- **Exercise objective**
What is needed is an exact copy of all the records below.
--------
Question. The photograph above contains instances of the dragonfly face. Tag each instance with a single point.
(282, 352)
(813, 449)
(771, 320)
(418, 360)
--------
- **Solution for this problem**
Question. The photograph above contains instances of the dragonfly face. Tag each instance with a single point.
(282, 352)
(813, 449)
(771, 320)
(418, 360)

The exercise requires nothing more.